__EXCERTO__
/---

A transição de júnior para sénior - Luís Vilar

  "Um dos períodos mais críticos da carreira de um jogador de futebol é a transição de júnior para sénior, quando este tem aproximadamente 18 anos de idade. Esta fase é demarcada pelo facto do jogador deixar de competir num escalão etário e passar a jogar num escalão sem idade limite, marcado por um conjunto específico de exigências que põem à prova o equilíbrio do jogador. 


  Estas exigências são de natureza física (maior velocidade, força e capacidade de recuperar), técnica (maior velocidade de execução) e táctica (maior velocidade de decisão e conhecimento do jogo). Porém, as maiores exigências são de natureza psicossocial. Um treinador inglês reporta que «uma das maiores exigências prende-se com a interação com os adeptos. Se o jogador não é bem aceite desde inicio vai ter problemas em conquistar espaço, mas se acontece o contrário, o jogador pode sair largamente beneficiado».

\---

(Itens de um conjunto de anotações por pontos)
/---

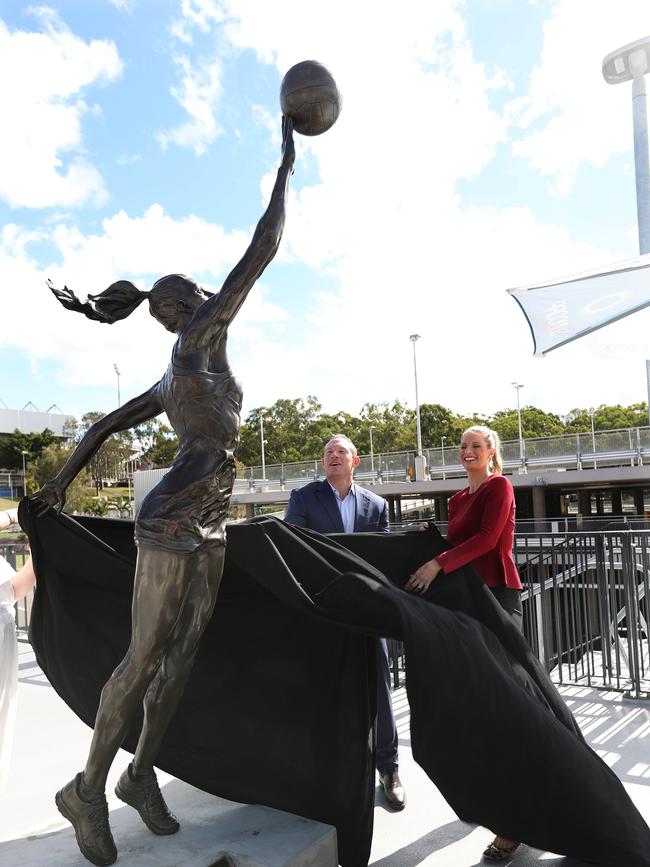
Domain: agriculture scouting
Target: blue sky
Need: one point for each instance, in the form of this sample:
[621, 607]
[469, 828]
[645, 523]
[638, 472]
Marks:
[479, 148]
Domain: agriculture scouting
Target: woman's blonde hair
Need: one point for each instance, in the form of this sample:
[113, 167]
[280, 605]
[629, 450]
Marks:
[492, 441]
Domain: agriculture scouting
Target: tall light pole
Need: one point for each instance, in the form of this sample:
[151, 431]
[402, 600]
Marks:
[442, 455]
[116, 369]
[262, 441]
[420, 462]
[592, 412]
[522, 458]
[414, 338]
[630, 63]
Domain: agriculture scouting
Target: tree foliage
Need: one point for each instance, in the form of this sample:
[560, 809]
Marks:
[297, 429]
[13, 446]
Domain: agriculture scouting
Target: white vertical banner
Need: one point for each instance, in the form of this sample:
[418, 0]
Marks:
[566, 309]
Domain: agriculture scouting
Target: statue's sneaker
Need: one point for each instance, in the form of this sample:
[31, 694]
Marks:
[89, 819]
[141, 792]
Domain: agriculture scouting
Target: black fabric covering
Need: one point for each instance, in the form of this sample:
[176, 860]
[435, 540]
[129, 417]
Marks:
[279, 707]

\---
/---

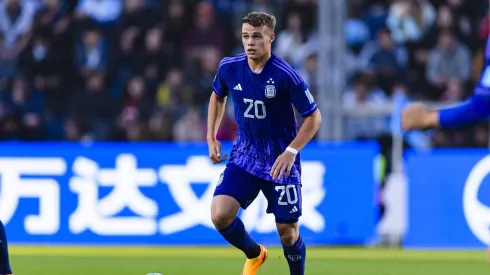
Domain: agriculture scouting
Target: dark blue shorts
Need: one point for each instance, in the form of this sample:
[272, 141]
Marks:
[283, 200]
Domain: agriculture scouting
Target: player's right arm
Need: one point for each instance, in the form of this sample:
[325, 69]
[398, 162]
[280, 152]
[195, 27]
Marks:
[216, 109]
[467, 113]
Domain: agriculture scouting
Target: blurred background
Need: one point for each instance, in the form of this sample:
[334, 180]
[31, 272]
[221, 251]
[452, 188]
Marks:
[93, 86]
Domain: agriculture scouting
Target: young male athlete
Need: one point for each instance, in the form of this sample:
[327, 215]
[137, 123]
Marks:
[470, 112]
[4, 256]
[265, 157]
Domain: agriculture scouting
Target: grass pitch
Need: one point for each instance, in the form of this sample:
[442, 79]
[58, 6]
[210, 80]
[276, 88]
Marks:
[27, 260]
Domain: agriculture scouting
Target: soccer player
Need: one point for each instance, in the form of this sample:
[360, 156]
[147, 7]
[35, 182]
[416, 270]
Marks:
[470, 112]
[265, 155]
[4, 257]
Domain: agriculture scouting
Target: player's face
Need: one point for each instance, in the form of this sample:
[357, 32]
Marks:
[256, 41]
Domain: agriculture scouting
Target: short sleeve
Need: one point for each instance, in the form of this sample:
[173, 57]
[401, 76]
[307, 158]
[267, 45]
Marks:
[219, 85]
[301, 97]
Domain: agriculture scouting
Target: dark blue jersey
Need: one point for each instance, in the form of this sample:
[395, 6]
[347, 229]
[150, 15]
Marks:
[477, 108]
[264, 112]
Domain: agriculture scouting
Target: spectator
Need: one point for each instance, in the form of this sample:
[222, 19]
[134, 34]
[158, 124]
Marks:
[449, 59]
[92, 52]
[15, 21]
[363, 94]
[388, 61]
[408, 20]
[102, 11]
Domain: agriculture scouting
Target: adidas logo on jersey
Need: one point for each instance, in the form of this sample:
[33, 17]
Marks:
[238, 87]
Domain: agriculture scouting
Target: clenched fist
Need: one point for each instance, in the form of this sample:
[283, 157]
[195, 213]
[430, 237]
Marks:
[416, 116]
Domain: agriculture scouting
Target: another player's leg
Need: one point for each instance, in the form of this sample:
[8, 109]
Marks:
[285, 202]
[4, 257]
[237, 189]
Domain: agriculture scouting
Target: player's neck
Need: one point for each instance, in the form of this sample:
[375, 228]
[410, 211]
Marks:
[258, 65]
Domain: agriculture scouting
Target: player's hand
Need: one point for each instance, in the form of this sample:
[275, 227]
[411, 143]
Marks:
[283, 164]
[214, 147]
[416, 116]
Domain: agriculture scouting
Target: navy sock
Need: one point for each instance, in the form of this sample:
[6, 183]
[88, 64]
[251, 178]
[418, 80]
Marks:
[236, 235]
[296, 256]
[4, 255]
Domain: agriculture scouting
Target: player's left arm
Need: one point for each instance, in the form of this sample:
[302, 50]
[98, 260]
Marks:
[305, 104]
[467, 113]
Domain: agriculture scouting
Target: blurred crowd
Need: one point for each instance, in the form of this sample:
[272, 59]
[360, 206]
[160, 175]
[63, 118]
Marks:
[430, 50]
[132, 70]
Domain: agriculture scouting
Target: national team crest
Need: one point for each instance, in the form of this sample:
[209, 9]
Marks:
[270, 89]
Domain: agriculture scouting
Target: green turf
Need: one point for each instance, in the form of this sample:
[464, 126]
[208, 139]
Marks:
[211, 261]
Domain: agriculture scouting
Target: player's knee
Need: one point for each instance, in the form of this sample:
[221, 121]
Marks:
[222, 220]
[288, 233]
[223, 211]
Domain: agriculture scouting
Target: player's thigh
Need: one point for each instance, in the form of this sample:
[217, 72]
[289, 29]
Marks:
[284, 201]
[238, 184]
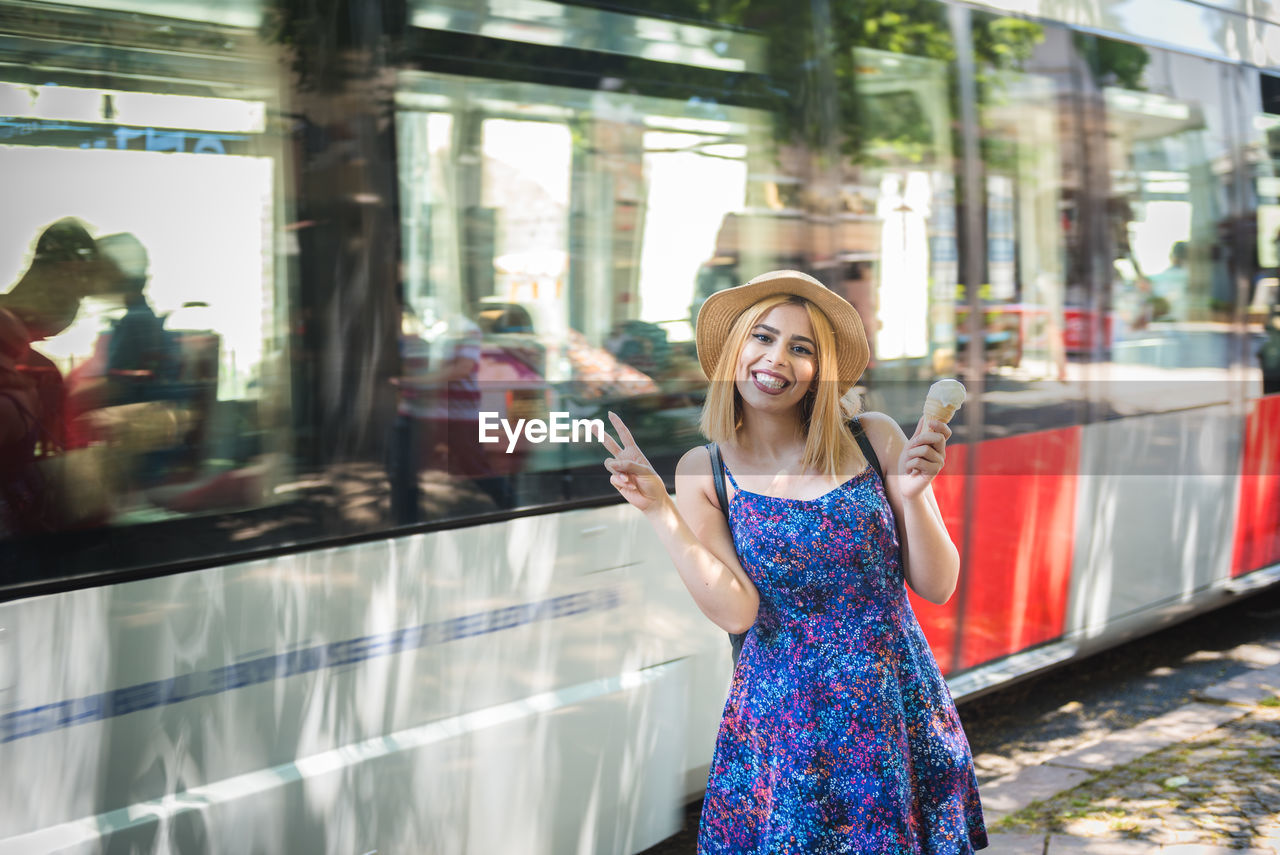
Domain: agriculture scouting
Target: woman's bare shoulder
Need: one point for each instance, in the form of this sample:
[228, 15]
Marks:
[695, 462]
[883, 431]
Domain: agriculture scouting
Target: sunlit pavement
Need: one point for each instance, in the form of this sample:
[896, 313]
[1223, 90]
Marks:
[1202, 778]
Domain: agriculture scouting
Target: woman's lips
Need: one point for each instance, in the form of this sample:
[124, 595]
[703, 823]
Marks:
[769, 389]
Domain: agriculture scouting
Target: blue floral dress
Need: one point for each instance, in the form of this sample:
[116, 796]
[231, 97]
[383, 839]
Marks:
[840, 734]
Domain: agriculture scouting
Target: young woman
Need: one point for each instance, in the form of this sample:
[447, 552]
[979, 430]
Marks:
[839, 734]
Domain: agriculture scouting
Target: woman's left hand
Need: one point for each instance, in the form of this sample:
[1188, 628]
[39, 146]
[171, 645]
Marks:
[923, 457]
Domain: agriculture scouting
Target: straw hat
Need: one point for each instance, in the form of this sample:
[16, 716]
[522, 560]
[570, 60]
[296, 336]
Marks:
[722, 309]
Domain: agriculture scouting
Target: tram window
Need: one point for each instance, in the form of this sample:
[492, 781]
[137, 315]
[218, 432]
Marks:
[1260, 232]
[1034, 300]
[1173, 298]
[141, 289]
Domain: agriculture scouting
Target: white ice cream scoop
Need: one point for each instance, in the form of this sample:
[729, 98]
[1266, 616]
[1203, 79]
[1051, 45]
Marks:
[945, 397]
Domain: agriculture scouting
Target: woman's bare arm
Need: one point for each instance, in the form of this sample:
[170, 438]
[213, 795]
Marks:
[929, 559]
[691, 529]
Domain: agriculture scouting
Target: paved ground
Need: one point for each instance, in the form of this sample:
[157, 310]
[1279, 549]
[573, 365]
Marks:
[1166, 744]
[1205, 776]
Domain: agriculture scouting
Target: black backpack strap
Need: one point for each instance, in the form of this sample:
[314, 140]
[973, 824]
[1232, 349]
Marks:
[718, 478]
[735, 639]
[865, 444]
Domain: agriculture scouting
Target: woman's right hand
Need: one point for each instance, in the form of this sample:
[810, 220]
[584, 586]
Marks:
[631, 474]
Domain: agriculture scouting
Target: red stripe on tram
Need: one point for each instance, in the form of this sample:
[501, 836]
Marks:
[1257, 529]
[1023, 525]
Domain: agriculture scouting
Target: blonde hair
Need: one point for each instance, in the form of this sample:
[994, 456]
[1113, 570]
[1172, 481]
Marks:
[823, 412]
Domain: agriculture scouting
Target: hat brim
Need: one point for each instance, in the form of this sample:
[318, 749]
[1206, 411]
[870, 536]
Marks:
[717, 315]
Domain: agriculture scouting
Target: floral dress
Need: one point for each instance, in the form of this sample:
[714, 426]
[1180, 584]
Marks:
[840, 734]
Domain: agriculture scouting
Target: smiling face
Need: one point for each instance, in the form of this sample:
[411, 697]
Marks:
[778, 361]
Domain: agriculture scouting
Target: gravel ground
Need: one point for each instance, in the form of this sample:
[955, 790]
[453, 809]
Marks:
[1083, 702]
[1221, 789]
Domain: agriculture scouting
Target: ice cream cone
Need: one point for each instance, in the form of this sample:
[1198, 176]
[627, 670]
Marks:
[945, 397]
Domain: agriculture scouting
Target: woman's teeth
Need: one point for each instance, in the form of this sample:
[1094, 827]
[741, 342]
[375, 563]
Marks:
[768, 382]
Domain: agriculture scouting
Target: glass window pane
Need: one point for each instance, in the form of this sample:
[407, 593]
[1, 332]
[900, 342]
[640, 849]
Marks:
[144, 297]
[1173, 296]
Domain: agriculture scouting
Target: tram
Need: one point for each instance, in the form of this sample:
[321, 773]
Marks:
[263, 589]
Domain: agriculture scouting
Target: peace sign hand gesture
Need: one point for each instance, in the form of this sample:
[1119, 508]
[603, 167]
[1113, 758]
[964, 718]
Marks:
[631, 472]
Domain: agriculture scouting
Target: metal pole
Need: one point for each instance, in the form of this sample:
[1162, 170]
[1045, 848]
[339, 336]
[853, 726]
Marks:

\---
/---

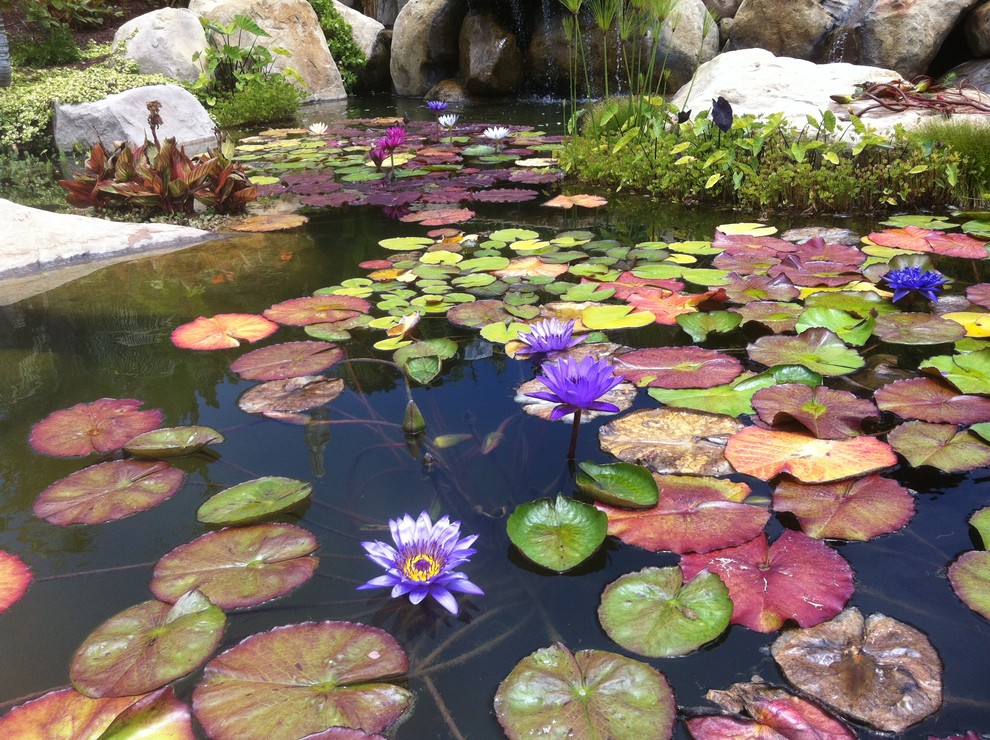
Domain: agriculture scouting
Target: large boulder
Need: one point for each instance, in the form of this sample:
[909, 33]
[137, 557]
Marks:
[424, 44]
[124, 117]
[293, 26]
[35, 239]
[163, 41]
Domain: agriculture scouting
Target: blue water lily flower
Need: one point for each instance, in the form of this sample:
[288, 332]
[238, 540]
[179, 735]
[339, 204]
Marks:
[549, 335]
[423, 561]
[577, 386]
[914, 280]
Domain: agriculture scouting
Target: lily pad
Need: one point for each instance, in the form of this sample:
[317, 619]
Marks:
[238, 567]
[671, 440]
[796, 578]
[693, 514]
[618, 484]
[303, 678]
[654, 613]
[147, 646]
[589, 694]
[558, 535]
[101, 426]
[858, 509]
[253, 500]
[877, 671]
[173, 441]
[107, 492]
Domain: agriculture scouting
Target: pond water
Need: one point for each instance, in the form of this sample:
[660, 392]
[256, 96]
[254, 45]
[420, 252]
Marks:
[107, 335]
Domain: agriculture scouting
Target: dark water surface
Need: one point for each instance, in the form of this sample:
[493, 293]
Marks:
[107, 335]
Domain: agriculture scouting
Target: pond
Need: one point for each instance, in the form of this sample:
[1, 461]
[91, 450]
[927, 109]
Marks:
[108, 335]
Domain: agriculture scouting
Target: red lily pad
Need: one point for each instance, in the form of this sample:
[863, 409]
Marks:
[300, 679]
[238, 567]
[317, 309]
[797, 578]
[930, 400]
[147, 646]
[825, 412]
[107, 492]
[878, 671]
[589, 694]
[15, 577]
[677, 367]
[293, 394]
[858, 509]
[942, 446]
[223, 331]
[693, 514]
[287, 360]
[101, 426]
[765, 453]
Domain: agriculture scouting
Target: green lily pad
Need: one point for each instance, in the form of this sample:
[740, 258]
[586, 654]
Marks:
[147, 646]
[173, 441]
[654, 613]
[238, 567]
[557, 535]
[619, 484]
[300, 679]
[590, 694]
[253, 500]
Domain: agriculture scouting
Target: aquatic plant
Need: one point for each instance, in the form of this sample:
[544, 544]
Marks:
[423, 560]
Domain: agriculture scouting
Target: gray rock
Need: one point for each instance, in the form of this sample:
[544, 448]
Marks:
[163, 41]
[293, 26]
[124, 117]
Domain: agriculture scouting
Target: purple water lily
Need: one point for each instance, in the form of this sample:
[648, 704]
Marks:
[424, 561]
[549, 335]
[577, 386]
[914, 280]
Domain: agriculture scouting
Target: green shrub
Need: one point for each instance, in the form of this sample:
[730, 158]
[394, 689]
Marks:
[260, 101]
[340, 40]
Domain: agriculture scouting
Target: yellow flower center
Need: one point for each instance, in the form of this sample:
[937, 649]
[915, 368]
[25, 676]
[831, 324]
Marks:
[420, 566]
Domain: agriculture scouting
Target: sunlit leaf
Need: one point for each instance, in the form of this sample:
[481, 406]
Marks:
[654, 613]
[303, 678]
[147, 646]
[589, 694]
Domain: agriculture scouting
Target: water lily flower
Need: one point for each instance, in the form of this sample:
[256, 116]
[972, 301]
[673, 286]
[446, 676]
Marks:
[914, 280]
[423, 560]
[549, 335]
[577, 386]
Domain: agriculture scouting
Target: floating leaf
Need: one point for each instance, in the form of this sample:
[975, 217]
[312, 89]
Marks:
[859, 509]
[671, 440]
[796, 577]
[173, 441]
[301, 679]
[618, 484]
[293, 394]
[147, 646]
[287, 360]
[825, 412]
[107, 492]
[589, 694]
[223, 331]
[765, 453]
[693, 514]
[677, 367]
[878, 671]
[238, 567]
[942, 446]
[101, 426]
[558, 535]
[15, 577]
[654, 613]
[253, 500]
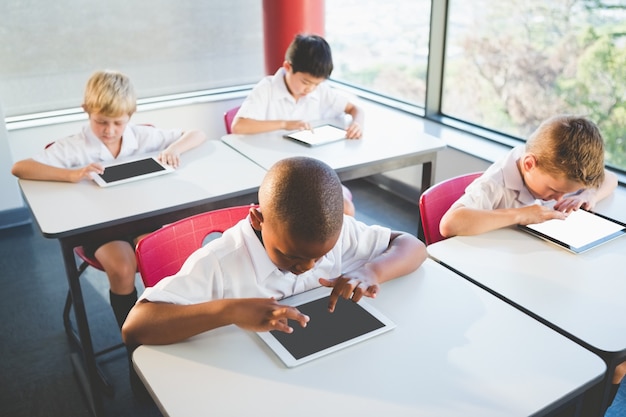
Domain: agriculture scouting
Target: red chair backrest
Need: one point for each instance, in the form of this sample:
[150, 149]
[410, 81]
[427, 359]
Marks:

\---

__INSTRUÇÕES__
[A] Responda, por favor, a estas perguntas sobre o texto da transição de júnior para sénior:
(i) Com que idade aproximada ocorre essa transição?
(ii) De que natureza são as maiores exigências desta fase?
(iii) Segundo o treinador inglês, com que se prende uma das maiores exigências?
[B] Dê seguimento ao texto sobre a transição de júnior para sénior, a começar depois da última frase apresentada.

__RESPOSTAS__
[A]
(i) Aproximadamente 18 anos.
(ii) Psicossocial.
(iii) Com a interação com os adeptos.

[B]
  Acomodar a transição requer um equilíbrio dinâmico entre os recursos (R) e as exigências (E) da transição. Investigadores analisaram o destino dos jogadores juniores campões de Inglaterra nos 5 anos conseguintes à transição, concluindo que apenas 17% torna-se profissional, 31% compete em ligas amadoras, 27% apresenta um rendimento irregular e 24% desiste da prática do futebol. Ou seja, considerando apenas a elite dos jogadores de juniores, existem mais jogadores que desistem do futebol do que aqueles que se tornam profissionais.

  Este processo é consubstanciado fundamentalmente em três fases: (i) o desenvolvimento da identidade de um jogador, em que a crença do jogador de que irá torna-se profissional de futebol é alimentada (desde os 10 anos de idade) pelo sucesso na prática de futebol reconhecido por si próprio, companheiros e adversários, família e amigos, e até treinadores profissionais. Em seguida surge (ii) a perda de identidade, determinada quase sempre numa reunião com o clube. Esta provoca sentimentos de choque, ansiedade, humilhação, fúria e desespero e acaba com a admiração colectiva dos outros, provocando um sentimento de falhanço e humilhação. Por último, surge a (iii) reconstrução da identidade, em que os jogadores procuram encontrar um sentido de vida nunca antes equacionado. É nesta etapa que os jogadores percebem quanto o seu envolvimento no futebol controlou as suas vidas, e manifestam dificuldade em ver jogos de futebol, estando presente um sentimento de inveja.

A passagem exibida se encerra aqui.